((
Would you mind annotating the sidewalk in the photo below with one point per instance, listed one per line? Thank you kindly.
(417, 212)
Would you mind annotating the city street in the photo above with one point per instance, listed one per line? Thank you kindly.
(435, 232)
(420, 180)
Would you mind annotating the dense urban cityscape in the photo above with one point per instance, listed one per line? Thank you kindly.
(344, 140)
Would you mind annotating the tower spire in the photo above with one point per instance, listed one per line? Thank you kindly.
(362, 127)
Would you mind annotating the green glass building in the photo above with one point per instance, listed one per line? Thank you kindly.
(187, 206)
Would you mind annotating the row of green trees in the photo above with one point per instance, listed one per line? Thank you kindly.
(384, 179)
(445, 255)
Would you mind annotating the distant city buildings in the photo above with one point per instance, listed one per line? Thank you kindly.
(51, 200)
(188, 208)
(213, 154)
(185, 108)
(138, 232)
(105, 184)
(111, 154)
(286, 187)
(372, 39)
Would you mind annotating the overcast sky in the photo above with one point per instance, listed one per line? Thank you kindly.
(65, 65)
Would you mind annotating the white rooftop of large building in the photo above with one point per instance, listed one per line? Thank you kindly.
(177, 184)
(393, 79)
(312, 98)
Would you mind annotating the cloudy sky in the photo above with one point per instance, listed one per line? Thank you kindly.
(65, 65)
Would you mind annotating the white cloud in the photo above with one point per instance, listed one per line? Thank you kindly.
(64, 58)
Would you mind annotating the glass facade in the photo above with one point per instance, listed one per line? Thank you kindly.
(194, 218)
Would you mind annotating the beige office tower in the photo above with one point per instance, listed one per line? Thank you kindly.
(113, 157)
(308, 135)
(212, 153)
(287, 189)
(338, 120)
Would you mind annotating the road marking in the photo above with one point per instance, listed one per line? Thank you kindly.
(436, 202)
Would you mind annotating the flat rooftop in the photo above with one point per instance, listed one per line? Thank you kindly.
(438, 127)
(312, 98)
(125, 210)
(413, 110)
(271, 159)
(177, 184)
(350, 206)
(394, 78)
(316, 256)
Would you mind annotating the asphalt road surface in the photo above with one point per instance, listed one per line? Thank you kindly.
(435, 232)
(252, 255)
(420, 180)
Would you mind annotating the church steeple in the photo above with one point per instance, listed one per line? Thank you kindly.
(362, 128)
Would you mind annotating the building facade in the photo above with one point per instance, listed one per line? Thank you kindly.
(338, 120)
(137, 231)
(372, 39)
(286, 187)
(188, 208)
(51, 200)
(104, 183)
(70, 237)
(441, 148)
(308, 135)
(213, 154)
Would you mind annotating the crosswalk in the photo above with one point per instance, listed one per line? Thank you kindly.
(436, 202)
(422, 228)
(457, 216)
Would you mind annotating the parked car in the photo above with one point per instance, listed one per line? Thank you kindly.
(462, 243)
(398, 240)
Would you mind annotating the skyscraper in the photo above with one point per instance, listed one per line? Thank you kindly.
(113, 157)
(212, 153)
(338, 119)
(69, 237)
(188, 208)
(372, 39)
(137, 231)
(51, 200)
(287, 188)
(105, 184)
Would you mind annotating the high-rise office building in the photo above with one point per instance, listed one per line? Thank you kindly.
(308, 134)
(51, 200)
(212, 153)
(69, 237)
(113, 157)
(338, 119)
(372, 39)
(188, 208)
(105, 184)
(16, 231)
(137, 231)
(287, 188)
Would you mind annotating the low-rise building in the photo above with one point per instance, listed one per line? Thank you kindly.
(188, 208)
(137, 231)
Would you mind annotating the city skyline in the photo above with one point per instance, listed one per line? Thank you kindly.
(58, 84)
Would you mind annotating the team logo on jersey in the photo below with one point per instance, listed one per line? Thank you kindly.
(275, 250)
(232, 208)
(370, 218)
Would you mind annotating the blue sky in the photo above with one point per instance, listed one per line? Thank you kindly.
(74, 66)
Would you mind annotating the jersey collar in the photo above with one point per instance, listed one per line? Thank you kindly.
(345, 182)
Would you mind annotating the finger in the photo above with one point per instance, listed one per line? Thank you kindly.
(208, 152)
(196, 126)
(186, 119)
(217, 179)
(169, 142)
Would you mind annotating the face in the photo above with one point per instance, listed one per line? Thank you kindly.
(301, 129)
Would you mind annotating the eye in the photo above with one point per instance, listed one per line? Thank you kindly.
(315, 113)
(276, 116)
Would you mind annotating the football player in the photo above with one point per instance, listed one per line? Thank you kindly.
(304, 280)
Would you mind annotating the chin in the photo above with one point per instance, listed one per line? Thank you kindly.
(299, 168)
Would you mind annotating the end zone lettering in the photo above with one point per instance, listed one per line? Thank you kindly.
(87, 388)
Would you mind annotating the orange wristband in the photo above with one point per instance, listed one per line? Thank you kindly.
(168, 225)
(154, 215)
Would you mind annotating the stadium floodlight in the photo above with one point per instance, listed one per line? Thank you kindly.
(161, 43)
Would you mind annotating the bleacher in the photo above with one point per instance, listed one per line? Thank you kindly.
))
### The exercise:
Revise everything from the line containing "Would you mind annotating the chin" down to the end of the items, swapping "orange wristband" for "orange armband" and leaving the rest unchanged.

### Right answer:
Would you mind annotating the chin in the photo above with one point per instance, listed one per line? Thank you kindly.
(299, 168)
Would you mind annotating the end zone lettering in the photo above with one point per instance, listed one per line? Thank you kindly.
(87, 388)
Would you mind annotating the orange armband in the photo above with one point per instance, listed one per line? Thank you kindly.
(168, 225)
(154, 215)
Would you mind annotating the stadium floodlight in the photo above with one point per instance, listed one per line? Thank you kindly.
(161, 43)
Would you mind annotating the bleacher in the photo above with one point per instance, listed one per line? Thank you kindly.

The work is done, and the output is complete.